___ Input

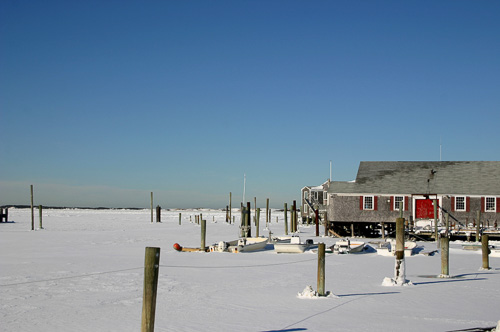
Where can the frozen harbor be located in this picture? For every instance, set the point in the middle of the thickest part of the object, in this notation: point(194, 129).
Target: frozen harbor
point(84, 272)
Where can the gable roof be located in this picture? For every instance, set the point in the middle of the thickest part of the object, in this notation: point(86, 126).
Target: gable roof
point(424, 177)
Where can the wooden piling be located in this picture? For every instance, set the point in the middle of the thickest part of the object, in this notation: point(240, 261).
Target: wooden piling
point(203, 234)
point(32, 213)
point(158, 213)
point(321, 269)
point(286, 220)
point(248, 220)
point(434, 203)
point(445, 257)
point(316, 214)
point(267, 211)
point(257, 222)
point(255, 210)
point(151, 207)
point(40, 215)
point(485, 251)
point(478, 225)
point(230, 198)
point(151, 271)
point(399, 271)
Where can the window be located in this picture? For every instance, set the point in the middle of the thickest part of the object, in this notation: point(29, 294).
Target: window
point(490, 205)
point(368, 203)
point(460, 203)
point(399, 201)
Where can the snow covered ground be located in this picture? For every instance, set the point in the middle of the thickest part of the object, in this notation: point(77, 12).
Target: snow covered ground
point(84, 272)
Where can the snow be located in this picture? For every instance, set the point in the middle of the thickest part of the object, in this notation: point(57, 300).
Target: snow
point(84, 272)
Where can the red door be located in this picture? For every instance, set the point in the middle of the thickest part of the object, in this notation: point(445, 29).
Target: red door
point(424, 209)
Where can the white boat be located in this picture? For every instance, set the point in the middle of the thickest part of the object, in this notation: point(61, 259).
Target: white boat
point(347, 246)
point(241, 245)
point(294, 246)
point(389, 248)
point(495, 252)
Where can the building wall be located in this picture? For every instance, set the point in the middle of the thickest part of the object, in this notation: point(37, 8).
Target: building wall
point(347, 209)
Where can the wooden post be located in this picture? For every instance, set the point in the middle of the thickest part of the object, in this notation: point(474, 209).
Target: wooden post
point(158, 213)
point(257, 222)
point(294, 209)
point(399, 271)
point(248, 220)
point(445, 257)
point(32, 213)
point(151, 269)
point(203, 234)
point(255, 210)
point(242, 222)
point(286, 220)
point(478, 225)
point(321, 269)
point(447, 224)
point(316, 213)
point(434, 203)
point(40, 215)
point(485, 251)
point(151, 207)
point(325, 222)
point(267, 211)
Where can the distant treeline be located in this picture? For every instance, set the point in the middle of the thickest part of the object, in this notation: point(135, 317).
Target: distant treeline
point(68, 207)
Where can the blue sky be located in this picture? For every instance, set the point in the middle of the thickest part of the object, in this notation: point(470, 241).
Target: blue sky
point(103, 102)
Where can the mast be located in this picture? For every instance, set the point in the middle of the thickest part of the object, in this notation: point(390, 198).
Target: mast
point(244, 185)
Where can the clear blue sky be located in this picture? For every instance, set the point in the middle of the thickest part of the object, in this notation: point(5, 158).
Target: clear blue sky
point(102, 102)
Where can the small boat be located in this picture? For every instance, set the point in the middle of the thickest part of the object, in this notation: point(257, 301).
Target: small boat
point(347, 246)
point(495, 252)
point(389, 248)
point(294, 246)
point(471, 246)
point(241, 245)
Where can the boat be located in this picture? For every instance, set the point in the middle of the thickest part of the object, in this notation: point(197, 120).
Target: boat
point(240, 245)
point(347, 246)
point(389, 248)
point(294, 246)
point(495, 252)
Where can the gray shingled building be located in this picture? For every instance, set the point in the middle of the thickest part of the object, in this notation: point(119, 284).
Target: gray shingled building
point(461, 188)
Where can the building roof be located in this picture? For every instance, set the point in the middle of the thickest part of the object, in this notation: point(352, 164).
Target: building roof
point(423, 177)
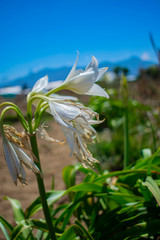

______

- **To do**
Return the entire listing above verbatim, leaving out the pictures.

- **Task response**
Where can the frozen harbor be located in this picture? For every instance, set the point in the middle of the thickest part of the object, in this notation: point(194, 129).
Target: frozen harbor
point(84, 272)
Where can the gable roof be located in this picture? For every instance, set the point in the middle of the thickest part of the object, in this notation: point(86, 126).
Target: gable roof
point(424, 177)
Where can the wooden piling be located in this picture? For every instance, set the point in the middle of the thickest part of the object, in this notation: point(240, 261).
Target: wooden piling
point(203, 234)
point(32, 213)
point(158, 213)
point(321, 269)
point(286, 220)
point(248, 220)
point(434, 203)
point(445, 257)
point(316, 214)
point(267, 211)
point(257, 222)
point(255, 210)
point(151, 207)
point(40, 215)
point(485, 251)
point(478, 225)
point(230, 198)
point(151, 271)
point(399, 271)
Where can the window be located in this picture? For every instance, set the point in the middle of the thickest part of the object, in this notation: point(29, 294).
Target: window
point(490, 205)
point(368, 203)
point(460, 203)
point(399, 201)
Where can the snow covered ground be located in this picture? For every instance, set the point in the middle of the thickest part of the object, in this notation: point(77, 12).
Target: snow covered ground
point(84, 272)
Where can the snow be located in this picture? For every instance, set the point in the middle of the thickest part of the object, in this notation: point(57, 300).
Target: snow
point(84, 272)
Where can the red door be located in this picture? For every instance, set the point in the middle of the thickest part of the object, in this notation: point(445, 29).
Target: red door
point(424, 209)
Where can the white boat be located in this picture? For every instance, set the point in the middle of the thickest part of the object, in this notation: point(61, 259).
Target: white boat
point(347, 246)
point(241, 245)
point(294, 246)
point(389, 248)
point(495, 252)
Where can the building wall be located in this picture? For every instance, set the point in the middle of the thickest part of the object, in this notation: point(37, 8).
Target: building wall
point(347, 209)
Where can the wooden post be located in this picture? For every instance, set the point in the middle of the thickest part of the object, in this notation: point(474, 209).
Target: wooden post
point(158, 213)
point(257, 222)
point(294, 209)
point(399, 271)
point(248, 220)
point(445, 257)
point(32, 213)
point(151, 269)
point(203, 234)
point(255, 210)
point(242, 222)
point(286, 220)
point(478, 225)
point(321, 269)
point(447, 224)
point(316, 213)
point(434, 203)
point(40, 215)
point(485, 251)
point(151, 207)
point(325, 222)
point(267, 211)
Where can the distant treeline be located in this picture? For every instance, set the point in the middle of the thickest part of the object, in this notation: point(135, 317).
Target: distant treeline
point(68, 207)
Where can the blue sky be located in this picture? For every instance, set the point in the middle of the thickest part of the object, in this notation: point(470, 241).
Target: blue sky
point(103, 102)
Where can the mast be located in this picture? For every instance, set the point in the middle of the thickest part of the object, in this notation: point(390, 198).
Target: mast
point(244, 185)
Where can the clear blue sky be located in this picture? For every instance, set the point in the middle of the thickest part of the object, in this notation: point(5, 158).
Target: clear blue sky
point(102, 102)
Where can the small boat be located in this picture? For every instance, set the point in the middle of the thickest part of the object, in this notation: point(257, 301).
Target: small boat
point(347, 246)
point(495, 252)
point(389, 248)
point(294, 246)
point(471, 246)
point(241, 245)
Where can the boat be located in this picture? For every instance, set the point in the middle of the thickest part of the object, in this notation: point(197, 120).
Target: boat
point(240, 245)
point(347, 246)
point(389, 248)
point(294, 246)
point(495, 252)
Where can the gray shingled building be located in this picture? For every instance, set the point in the middle of the thickest part of the object, in this notation: point(119, 284).
Target: gray shingled building
point(461, 188)
Where can the building roof be located in this picture? For every instance, set the point in the middle of the thickest part of the object, in this notation: point(352, 164).
Target: building roof
point(423, 177)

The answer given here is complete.